**Task instructions:**
Take each line of the entries below that contains "dark" and copy it.

───── The records ─────

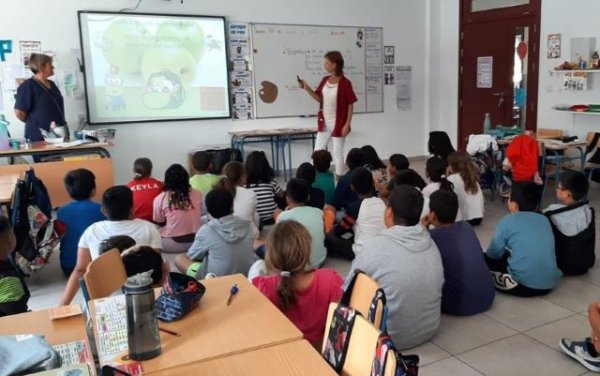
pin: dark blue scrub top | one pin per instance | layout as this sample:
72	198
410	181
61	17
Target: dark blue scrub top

─────

**Output for this exercise:**
pin: dark blue scrub top | one pin per instance | layout as this sample:
Target: dark blue scrub top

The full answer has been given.